══ Passage shown

03 June 2014 Issue 5 Marie Flegbo-Berne

A say on pay

Marie Flegbo-Berney reviews the new Swiss regulation on compensation within listed companies.

On 3 March 2013, the Swiss people approved the initiative ‘against excessive compensation’, also known as the Minder initiative (the initiative), after the name of its instigator, Thomas Minder, a member of the Council of States. The main purpose of the initiative is to increase shareholders’ rights in connection with the compensation of directors and management.

The initiative provided for a one-year period for the enactment of an implementation ordinance by the Federal Council, which would be valid until formal legislation were enacted by the Federal Assembly. Hence, on 20 November 2013, the Federal Council adopted the Ordinance Against Excessive Compensation (the Ordinance), which entered into force on 1 January 2014. The Ordinance only applies to Swiss stock corporations whose shares are listed on a stock exchange in Switzerland or abroad.

The Ordinance

One of the main novelties of the Ordinance is to provide for a binding vote of the shareholders on compensation. The shareholders’ meeting will see an annual vote on the aggregate amount of compensation for the members of the board of directors, the executive management and the advisory board (separately for each body). The Ordinance does not, however, impose any cap.

The modalities of this vote will be set forth in the articles of association. This leaves companies some room for manoeuvre, as they can choose among various models, such as:

  • the budget solution: voting on a compensation budget that includes fixed and performance-based compensation for the upcoming year; or
  • the combined solution: voting on fixed compensation at the beginning of the period (prospective vote) and on performance-based compensation at the end of the period based on financial results (retrospective vote).

The budget solution has been criticised, notably by the Ethos fund, which represents pension funds and other institutional investors,1  for its lack of correlation between the results of the company and the performance-based compensation. According to Ethos, performance-based compensation should be voted on retrospectively, once the results are known. This indeed seems more consistent with the spirit of the initiative.

The Ordinance further sets forth that the following types of benefits for the governing bodies are prohibited:

  • severance payments;
  • anticipated compensation; and
  • incentive payments in relation to intragroup transactions.

However, payments that are due until the end of the notice period are not considered prohibited severance payments. Moreover, employment incentives that aim to compensate for a loss of entitlements under previous employment are not to be considered prohibited anticipated compensation.

Loans, credits, pension benefits (outside the ordinary pension system) and profit-sharing or equity-based reward plans are only authorised if the general principles of such benefits are set forth in the articles of association. The same applies to the granting of participation, conversion and option rights.

Furthermore, the articles of association must provide for the maximum duration of the agreements setting forth the compensation of the governing bodies. The duration of fixed-term contracts must not exceed one year, nor must the termination notice period for unlimited contracts exceed one year.

════

= Work to complete =
**1)** In the article above on Swiss compensation rules, on what date did the Ordinance Against Excessive Compensation enter into force?
**2)** Reproduce word for word the part of the article on Swiss compensation rules between "The budget solution has" and "of the initiative.", inclusive.

══ Recorded information

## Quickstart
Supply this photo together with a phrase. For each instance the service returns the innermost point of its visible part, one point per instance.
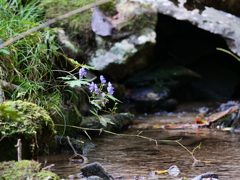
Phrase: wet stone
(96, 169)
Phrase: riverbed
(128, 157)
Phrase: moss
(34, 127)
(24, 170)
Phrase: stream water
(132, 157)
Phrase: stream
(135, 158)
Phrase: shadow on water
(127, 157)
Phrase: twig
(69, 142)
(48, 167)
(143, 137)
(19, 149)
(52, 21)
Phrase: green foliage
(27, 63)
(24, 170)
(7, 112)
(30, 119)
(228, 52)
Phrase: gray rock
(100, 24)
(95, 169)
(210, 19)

════
══ Recorded information

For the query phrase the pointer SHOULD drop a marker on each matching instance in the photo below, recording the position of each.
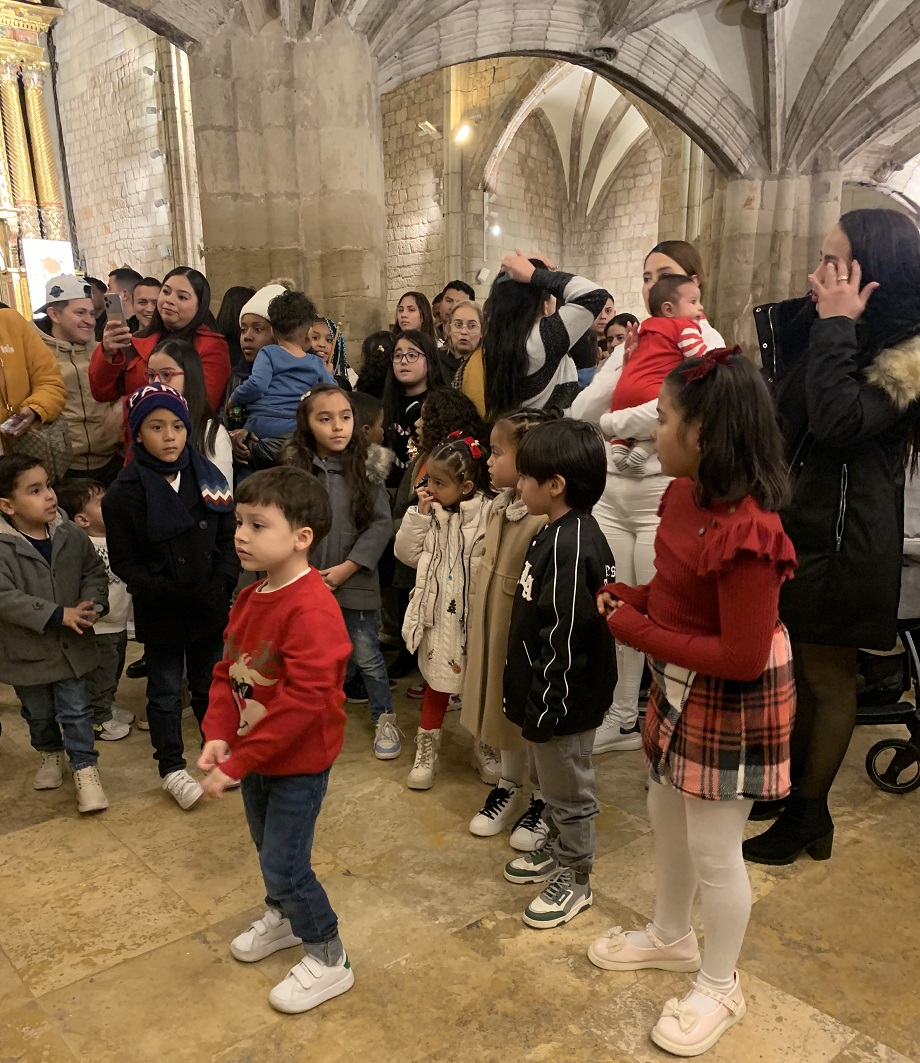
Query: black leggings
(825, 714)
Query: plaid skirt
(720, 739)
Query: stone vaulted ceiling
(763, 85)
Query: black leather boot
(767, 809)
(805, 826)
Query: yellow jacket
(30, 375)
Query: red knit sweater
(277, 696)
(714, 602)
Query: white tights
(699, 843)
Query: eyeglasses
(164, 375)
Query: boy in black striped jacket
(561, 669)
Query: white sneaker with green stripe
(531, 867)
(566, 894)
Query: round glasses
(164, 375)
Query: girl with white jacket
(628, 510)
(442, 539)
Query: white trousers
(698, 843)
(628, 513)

════

= Responses =
**1)** 1 January 2014

**2)**
The budget solution has been criticised, notably by the Ethos fund, which represents pension funds and other institutional investors,1  for its lack of correlation between the results of the company and the performance-based compensation. According to Ethos, performance-based compensation should be voted on retrospectively, once the results are known. This indeed seems more consistent with the spirit of the initiative.